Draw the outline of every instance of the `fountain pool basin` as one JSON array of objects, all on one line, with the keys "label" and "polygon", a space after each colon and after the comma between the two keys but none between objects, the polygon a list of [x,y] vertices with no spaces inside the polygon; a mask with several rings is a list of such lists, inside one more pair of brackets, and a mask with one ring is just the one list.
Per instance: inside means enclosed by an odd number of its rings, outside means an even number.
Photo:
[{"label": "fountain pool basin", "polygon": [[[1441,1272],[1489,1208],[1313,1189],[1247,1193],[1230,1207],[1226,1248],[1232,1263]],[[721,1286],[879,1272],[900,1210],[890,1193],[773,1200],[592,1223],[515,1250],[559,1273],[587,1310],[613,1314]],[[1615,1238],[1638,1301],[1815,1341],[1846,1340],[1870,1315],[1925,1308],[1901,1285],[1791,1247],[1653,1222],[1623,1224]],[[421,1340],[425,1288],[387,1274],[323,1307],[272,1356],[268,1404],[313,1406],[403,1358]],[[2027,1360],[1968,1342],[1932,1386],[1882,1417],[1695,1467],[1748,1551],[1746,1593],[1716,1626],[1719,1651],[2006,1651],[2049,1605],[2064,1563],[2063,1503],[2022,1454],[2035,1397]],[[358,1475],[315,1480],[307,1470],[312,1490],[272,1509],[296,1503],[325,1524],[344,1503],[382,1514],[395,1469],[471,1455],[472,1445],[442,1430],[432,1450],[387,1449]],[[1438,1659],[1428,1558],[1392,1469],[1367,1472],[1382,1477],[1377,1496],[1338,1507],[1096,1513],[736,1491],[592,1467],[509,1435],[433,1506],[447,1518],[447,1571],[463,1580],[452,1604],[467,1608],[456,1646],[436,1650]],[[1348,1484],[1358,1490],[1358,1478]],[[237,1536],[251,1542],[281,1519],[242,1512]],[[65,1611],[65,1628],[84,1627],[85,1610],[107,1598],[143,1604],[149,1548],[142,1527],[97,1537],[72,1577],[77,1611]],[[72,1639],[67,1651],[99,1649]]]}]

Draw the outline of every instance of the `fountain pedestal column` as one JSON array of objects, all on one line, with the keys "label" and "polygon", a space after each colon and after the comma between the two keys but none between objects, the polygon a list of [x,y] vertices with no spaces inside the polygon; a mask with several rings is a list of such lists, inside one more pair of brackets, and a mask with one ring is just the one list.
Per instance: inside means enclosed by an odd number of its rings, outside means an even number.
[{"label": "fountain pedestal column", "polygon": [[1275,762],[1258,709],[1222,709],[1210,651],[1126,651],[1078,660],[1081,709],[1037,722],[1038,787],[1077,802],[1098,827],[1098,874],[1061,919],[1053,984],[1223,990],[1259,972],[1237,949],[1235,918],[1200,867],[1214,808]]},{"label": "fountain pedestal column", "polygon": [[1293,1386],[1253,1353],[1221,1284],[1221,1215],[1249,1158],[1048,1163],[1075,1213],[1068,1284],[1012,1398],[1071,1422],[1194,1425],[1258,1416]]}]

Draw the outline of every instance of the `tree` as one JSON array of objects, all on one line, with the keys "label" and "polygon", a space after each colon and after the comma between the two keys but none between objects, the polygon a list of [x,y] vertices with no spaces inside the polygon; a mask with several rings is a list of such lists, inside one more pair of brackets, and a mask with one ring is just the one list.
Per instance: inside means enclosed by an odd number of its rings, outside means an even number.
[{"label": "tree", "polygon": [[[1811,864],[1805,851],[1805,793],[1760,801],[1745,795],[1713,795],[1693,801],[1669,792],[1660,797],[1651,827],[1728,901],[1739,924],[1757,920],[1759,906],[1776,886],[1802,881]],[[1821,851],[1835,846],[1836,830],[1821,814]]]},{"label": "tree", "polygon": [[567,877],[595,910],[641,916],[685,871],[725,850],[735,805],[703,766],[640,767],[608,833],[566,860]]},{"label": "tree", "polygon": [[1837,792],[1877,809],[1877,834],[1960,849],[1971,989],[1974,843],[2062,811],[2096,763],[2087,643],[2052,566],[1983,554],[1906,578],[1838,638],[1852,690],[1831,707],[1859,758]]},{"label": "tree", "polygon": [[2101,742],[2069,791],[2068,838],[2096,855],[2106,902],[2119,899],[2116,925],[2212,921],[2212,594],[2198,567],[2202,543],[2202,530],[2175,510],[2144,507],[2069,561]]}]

====

Problem statement:
Output each line of the material exactly, keeping every word as it appears.

Exercise result:
Draw the outline of every instance of the `fountain pool basin` as one JSON array of objects, all on one line, with the keys "label" and "polygon", a space after each colon and after the comma between the two keys but none between objects, the polygon a list of [x,y] vertices with no spaces inside the polygon; a mask with several rings is a list of such lists, inside one more pair of brackets, and a mask with one ring is just the one list.
Per instance: inside means enclosed by an odd number of its rings, outside means an even number.
Photo:
[{"label": "fountain pool basin", "polygon": [[[1441,1272],[1489,1208],[1313,1189],[1247,1193],[1230,1207],[1226,1248],[1232,1263]],[[721,1286],[879,1272],[900,1210],[890,1193],[773,1200],[592,1223],[515,1250],[559,1273],[587,1310],[613,1314]],[[1615,1238],[1638,1301],[1815,1341],[1846,1340],[1870,1315],[1925,1308],[1901,1285],[1791,1247],[1653,1222],[1623,1224]],[[421,1340],[425,1288],[387,1274],[323,1307],[272,1356],[268,1404],[313,1406],[403,1358]],[[2027,1360],[1968,1342],[1932,1386],[1882,1417],[1695,1467],[1748,1551],[1746,1593],[1716,1626],[1719,1651],[2006,1651],[2049,1605],[2064,1563],[2063,1503],[2022,1454],[2035,1397]],[[358,1475],[315,1480],[307,1470],[312,1490],[272,1509],[296,1503],[325,1524],[344,1503],[382,1514],[395,1469],[471,1455],[472,1445],[442,1430],[432,1450],[387,1449]],[[1438,1659],[1428,1558],[1392,1469],[1367,1472],[1382,1477],[1377,1496],[1338,1507],[1096,1513],[736,1491],[592,1467],[509,1435],[433,1506],[447,1518],[447,1571],[463,1580],[452,1604],[467,1608],[456,1646],[436,1650]],[[1348,1484],[1358,1490],[1358,1478]],[[237,1536],[251,1542],[281,1519],[242,1512]],[[65,1611],[65,1628],[84,1627],[85,1610],[107,1598],[143,1604],[149,1548],[142,1527],[97,1537],[72,1577],[77,1611]],[[72,1639],[67,1651],[99,1649]]]}]

Draw the outline of every instance of the `fountain pedestal column` as one JSON array of objects, all on one line, with the keys "label" and "polygon", a space after each colon and after the comma between the two keys but none between objects, the polygon a list of [x,y] vertices with no spaces inside the polygon; a mask with several rings is a list of such lists, inside one more pair of brackets, and a mask with one ring is just the one list.
Per instance: inside means enclosed by an odd number of its rings, outside means an even number.
[{"label": "fountain pedestal column", "polygon": [[1275,762],[1258,709],[1222,709],[1210,651],[1126,651],[1078,660],[1081,709],[1037,722],[1038,787],[1077,802],[1098,827],[1098,874],[1061,919],[1053,984],[1223,990],[1259,972],[1237,949],[1235,918],[1200,867],[1214,808]]},{"label": "fountain pedestal column", "polygon": [[1293,1386],[1253,1353],[1221,1284],[1221,1215],[1249,1158],[1048,1163],[1075,1213],[1068,1284],[1012,1398],[1071,1422],[1194,1425],[1258,1416]]}]

Draw the outline of every instance of the `tree` as one JSON array of objects, all on one line, with the keys "label" and "polygon", a space after each colon and after the comma between the two keys but none between objects, the polygon a list of [x,y] vertices with no spaces inside the polygon; a mask with several rings is a list of such lists, inside one more pair of brackets, and a mask with one ring is just the one list.
Per instance: inside means enclosed by an odd number of its rings, outside means an even number.
[{"label": "tree", "polygon": [[[1811,864],[1805,851],[1805,793],[1760,801],[1745,795],[1713,795],[1693,801],[1669,792],[1660,797],[1651,827],[1728,901],[1739,924],[1757,920],[1759,906],[1776,886],[1802,881]],[[1821,851],[1835,846],[1836,830],[1821,814]]]},{"label": "tree", "polygon": [[567,877],[595,910],[641,916],[685,871],[725,850],[735,805],[703,766],[640,767],[608,833],[566,860]]},{"label": "tree", "polygon": [[1837,792],[1877,809],[1877,834],[1960,849],[1971,989],[1974,843],[2062,811],[2096,763],[2087,643],[2052,566],[1983,554],[1906,578],[1838,638],[1852,690],[1831,707],[1859,758]]},{"label": "tree", "polygon": [[2101,742],[2069,791],[2068,838],[2096,855],[2106,902],[2119,899],[2116,925],[2212,921],[2212,594],[2198,567],[2202,543],[2202,530],[2175,510],[2144,507],[2069,561]]}]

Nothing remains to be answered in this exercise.